## What the task asks
Pull out every line in the rows below that contains the word "large", and list each one in full.

## Begin

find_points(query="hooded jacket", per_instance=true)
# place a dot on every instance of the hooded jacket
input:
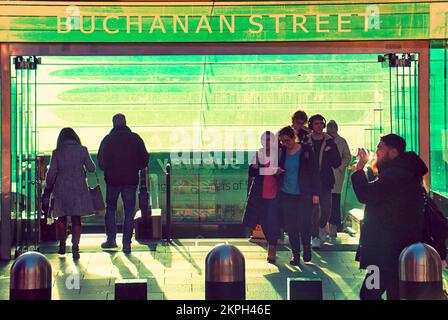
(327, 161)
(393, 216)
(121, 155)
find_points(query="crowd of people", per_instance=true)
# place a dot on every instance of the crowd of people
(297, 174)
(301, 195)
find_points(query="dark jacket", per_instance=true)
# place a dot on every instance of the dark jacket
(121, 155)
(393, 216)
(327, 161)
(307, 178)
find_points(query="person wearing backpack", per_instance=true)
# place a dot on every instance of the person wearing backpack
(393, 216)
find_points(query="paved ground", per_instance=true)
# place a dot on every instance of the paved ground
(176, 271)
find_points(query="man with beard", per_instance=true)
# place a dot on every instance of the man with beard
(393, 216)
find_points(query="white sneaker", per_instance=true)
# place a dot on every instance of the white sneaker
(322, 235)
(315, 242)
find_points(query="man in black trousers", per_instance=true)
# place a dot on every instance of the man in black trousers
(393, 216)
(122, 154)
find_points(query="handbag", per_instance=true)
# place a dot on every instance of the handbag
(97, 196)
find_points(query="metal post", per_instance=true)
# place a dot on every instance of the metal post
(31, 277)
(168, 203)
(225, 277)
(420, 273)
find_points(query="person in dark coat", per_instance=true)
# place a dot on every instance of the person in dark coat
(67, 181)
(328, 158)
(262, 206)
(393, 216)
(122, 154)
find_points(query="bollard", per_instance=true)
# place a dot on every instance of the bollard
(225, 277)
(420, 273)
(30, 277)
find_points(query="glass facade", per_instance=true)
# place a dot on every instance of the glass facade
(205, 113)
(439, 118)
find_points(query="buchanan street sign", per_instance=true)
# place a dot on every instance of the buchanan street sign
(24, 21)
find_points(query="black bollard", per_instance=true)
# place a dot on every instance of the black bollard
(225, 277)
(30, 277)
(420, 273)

## End
## Begin

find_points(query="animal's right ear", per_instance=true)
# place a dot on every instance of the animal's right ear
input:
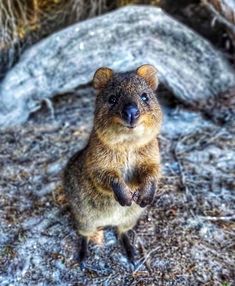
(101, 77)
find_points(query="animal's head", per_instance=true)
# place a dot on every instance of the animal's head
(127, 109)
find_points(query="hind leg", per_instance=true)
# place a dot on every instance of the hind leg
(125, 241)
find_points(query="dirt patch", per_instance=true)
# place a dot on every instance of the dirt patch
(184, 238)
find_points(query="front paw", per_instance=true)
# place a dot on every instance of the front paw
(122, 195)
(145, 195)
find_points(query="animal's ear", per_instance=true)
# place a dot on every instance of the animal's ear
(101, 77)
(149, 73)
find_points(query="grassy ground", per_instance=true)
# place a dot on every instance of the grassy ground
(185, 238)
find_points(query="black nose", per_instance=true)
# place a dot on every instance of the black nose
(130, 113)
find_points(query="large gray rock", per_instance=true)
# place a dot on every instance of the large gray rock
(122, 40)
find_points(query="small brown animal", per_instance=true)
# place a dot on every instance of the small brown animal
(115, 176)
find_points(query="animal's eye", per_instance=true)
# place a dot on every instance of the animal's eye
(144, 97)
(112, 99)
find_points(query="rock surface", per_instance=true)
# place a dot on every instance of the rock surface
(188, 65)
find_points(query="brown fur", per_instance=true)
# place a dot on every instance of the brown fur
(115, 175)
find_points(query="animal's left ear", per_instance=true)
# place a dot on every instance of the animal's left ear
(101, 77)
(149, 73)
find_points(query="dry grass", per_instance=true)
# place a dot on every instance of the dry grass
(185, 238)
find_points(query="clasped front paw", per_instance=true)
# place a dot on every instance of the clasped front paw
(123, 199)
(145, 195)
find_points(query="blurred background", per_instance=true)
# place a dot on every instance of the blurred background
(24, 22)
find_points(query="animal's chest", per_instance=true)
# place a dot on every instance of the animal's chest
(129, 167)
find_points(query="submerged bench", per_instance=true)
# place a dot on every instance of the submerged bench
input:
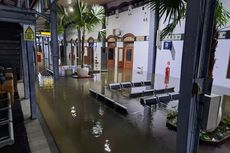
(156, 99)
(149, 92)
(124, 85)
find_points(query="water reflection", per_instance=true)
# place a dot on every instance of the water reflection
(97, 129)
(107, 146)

## End

## Task answer
find_points(query="large gray rock", per_instance=true)
# place a dot on every instance of the large gray rock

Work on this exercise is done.